_TASK DIRECTIONS_
Nothing but the lines from the one with "Teacher note: have the class pick out the helicopter cockpit" to the final line should be returned, each exactly as it appears.

_SOURCE DATA_
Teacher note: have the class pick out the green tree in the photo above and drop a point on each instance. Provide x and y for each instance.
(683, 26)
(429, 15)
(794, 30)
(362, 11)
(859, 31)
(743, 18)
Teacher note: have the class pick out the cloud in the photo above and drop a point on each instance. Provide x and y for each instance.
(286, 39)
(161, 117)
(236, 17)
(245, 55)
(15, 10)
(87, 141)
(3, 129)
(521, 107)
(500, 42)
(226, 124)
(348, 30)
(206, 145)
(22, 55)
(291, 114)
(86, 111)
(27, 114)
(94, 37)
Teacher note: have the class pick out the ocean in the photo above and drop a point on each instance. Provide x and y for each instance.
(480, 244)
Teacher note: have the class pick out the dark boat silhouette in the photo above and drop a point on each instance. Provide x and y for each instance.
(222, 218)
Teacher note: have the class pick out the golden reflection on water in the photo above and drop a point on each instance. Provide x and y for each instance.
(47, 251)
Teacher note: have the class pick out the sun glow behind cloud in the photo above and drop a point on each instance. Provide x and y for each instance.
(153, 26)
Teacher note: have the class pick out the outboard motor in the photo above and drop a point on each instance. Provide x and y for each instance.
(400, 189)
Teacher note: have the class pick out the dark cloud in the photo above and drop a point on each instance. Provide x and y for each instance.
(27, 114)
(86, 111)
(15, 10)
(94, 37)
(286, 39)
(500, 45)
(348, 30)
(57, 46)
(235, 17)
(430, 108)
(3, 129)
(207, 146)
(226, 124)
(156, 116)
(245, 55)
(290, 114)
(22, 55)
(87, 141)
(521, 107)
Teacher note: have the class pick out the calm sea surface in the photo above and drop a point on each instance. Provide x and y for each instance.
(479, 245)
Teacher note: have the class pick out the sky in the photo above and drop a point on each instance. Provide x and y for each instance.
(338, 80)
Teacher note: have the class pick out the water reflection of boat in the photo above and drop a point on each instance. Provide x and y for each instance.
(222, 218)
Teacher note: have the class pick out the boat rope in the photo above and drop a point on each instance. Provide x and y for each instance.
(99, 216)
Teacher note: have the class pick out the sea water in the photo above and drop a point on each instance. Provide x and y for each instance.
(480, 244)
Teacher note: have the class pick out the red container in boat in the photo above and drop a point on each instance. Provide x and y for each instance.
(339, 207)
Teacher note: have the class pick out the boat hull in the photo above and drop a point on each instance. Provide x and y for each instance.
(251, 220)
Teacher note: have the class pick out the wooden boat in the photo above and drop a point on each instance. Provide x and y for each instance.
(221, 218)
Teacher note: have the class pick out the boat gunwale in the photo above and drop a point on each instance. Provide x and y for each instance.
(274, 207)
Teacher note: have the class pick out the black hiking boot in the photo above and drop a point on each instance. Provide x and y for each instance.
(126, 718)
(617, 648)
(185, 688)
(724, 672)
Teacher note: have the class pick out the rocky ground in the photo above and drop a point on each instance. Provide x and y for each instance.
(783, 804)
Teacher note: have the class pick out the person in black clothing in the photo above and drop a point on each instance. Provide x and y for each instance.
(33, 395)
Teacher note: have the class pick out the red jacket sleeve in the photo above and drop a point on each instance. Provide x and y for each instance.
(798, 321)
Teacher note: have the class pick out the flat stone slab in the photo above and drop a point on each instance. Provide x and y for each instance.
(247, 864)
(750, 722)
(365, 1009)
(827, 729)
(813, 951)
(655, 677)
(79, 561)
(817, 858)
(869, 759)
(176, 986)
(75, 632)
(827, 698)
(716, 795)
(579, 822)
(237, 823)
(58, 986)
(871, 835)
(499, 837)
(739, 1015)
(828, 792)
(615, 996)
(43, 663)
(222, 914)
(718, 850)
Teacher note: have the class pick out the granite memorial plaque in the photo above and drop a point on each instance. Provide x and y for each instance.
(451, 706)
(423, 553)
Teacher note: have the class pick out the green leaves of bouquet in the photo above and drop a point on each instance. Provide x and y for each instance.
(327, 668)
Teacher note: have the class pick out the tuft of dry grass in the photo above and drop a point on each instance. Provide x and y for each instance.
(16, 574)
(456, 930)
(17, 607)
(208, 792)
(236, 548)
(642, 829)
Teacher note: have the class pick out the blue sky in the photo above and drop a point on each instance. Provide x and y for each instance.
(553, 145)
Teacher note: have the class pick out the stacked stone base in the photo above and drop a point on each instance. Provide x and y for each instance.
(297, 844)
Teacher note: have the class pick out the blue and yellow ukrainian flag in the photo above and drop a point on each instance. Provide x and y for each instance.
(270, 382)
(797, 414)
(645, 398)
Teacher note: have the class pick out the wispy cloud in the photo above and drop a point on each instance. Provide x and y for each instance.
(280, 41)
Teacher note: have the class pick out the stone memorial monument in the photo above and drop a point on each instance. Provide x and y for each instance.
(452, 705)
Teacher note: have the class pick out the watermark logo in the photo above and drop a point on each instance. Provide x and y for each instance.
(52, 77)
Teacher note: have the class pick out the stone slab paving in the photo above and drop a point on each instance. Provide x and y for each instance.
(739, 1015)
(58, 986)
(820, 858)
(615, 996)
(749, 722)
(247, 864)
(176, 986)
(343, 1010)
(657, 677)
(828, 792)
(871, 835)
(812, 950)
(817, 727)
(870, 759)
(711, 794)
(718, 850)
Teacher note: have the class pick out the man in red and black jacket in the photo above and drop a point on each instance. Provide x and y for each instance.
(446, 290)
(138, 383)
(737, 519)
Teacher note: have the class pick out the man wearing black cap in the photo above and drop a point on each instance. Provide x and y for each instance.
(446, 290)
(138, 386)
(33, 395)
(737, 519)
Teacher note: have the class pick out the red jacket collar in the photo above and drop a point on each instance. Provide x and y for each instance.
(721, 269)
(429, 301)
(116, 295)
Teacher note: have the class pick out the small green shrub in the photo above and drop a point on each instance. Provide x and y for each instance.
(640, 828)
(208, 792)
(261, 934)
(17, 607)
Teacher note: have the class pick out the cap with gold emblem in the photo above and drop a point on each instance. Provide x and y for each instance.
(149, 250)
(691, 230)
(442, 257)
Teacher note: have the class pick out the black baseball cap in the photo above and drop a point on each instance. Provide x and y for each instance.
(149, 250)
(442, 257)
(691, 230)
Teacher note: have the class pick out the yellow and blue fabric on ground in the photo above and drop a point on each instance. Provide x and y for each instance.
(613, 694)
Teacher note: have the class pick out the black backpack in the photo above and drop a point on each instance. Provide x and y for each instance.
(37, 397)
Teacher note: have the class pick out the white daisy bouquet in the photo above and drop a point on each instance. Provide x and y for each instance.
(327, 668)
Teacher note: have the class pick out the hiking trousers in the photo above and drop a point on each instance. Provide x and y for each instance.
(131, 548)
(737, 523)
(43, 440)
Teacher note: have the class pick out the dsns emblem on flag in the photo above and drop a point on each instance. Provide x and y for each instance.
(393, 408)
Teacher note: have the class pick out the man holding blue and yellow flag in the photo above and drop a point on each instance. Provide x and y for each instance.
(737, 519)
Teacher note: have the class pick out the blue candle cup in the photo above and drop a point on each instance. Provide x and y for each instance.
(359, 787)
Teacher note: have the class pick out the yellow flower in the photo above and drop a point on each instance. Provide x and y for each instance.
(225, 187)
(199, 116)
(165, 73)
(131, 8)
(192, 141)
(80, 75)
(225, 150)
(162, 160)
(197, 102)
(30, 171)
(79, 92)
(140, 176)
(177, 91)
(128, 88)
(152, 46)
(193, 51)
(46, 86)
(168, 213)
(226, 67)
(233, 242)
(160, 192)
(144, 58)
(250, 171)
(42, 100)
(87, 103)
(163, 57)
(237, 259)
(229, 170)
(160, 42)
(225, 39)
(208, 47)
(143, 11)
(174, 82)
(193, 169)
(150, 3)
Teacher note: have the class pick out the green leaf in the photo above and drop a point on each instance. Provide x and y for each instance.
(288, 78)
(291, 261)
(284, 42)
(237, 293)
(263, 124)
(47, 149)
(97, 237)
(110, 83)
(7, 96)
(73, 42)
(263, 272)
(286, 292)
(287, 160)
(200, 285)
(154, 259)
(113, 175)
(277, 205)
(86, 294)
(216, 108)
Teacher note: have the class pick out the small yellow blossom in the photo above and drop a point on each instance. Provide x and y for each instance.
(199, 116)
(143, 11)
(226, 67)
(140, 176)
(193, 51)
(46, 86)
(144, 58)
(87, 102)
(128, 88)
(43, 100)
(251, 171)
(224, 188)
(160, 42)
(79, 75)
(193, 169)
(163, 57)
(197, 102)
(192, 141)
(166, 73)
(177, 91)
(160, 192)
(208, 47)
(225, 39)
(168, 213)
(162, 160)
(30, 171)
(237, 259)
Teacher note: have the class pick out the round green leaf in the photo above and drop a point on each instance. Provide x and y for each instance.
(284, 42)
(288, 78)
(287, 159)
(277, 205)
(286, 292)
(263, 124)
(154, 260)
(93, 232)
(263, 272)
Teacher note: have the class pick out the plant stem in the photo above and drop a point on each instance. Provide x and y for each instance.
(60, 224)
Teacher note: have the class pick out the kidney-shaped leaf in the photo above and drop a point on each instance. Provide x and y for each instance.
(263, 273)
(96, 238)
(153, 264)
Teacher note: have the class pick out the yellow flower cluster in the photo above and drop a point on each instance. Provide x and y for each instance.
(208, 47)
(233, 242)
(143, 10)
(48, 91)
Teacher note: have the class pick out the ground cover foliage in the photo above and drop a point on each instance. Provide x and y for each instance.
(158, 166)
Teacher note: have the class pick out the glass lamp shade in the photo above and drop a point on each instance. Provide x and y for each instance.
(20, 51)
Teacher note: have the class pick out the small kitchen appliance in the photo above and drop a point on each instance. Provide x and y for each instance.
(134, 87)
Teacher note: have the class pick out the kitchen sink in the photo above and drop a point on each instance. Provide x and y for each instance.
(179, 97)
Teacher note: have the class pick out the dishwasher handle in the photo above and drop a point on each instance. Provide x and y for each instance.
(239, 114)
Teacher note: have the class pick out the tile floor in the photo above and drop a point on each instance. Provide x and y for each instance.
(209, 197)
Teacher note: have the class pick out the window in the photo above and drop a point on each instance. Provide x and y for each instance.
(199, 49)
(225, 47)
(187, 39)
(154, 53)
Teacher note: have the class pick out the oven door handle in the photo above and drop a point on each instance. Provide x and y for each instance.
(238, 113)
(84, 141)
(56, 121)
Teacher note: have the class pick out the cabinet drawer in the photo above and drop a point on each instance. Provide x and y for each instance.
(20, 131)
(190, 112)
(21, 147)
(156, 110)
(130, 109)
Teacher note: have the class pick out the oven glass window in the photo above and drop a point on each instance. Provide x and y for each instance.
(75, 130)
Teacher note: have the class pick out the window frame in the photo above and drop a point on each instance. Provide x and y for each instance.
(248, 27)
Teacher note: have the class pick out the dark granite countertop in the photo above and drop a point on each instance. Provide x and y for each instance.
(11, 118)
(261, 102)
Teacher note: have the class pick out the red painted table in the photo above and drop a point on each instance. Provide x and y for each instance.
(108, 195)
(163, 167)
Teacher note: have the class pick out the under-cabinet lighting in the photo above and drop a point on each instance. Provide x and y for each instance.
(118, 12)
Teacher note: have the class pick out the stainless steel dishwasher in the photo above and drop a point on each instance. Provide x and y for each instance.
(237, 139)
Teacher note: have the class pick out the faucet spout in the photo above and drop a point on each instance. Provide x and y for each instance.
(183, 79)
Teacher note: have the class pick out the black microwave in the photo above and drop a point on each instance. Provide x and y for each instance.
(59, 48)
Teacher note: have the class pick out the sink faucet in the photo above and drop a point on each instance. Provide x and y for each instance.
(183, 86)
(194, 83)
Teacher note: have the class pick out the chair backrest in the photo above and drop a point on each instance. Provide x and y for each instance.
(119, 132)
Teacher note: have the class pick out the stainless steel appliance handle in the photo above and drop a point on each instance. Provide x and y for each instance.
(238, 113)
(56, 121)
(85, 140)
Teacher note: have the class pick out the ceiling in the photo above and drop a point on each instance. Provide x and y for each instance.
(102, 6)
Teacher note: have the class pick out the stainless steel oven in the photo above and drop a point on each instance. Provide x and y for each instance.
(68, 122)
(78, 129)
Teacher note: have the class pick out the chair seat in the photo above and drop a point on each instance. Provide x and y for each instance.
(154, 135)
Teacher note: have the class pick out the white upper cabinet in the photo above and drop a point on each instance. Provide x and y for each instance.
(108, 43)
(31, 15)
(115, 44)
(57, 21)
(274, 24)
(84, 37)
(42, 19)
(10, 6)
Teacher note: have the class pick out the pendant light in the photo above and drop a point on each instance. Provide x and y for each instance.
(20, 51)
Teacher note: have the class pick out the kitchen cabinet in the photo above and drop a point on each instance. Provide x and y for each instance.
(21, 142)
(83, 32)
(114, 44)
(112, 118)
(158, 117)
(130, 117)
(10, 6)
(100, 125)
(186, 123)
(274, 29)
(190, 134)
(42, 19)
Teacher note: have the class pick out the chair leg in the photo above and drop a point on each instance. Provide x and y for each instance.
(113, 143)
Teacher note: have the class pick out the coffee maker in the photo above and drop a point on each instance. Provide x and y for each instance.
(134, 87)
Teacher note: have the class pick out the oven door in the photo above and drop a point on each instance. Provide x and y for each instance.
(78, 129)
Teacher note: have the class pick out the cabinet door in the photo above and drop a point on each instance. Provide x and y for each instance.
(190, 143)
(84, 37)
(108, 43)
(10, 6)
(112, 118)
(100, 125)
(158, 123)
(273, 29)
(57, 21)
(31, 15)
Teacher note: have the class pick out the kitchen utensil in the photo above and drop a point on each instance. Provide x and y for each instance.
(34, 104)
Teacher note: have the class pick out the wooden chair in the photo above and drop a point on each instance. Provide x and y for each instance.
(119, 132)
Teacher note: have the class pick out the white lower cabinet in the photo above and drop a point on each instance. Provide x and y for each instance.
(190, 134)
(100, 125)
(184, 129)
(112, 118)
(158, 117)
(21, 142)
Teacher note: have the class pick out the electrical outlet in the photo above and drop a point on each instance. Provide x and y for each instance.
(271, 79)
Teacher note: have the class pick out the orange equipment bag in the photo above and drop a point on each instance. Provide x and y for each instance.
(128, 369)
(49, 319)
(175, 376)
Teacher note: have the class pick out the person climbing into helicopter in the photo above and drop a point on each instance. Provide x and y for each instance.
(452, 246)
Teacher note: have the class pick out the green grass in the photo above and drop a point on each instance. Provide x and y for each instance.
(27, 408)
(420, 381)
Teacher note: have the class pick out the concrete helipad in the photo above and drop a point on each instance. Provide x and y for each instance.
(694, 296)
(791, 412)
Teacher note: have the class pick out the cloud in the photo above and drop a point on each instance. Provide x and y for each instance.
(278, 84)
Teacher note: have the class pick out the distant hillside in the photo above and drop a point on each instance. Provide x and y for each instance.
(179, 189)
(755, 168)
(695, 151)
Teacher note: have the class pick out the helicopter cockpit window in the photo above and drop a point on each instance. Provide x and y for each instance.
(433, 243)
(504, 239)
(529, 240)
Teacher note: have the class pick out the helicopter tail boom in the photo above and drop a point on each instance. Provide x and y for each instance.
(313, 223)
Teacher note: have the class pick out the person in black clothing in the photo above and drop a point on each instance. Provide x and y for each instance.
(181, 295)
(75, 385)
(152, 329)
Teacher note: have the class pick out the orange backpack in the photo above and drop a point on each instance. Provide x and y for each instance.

_ANSWER TO THIS EXERCISE_
Teacher note: have the class pick out the helicopter cockpit window in the photo above and drop a point on each instance. Provide x and y for each instance.
(433, 243)
(504, 239)
(529, 240)
Teacher note: have the class pick out the helicopter tail boom in the photo above and drop a point on each instance. Provide x and y for each instance.
(313, 223)
Teacher note: have the class pick out the person in black clothing in the photo above and drop a point on each instance. Provide x and y for each instance.
(181, 295)
(75, 385)
(152, 329)
Teacher note: have the class pick out the orange backpack in the photo above and drop a point on each instance. Provide x and y for each instance.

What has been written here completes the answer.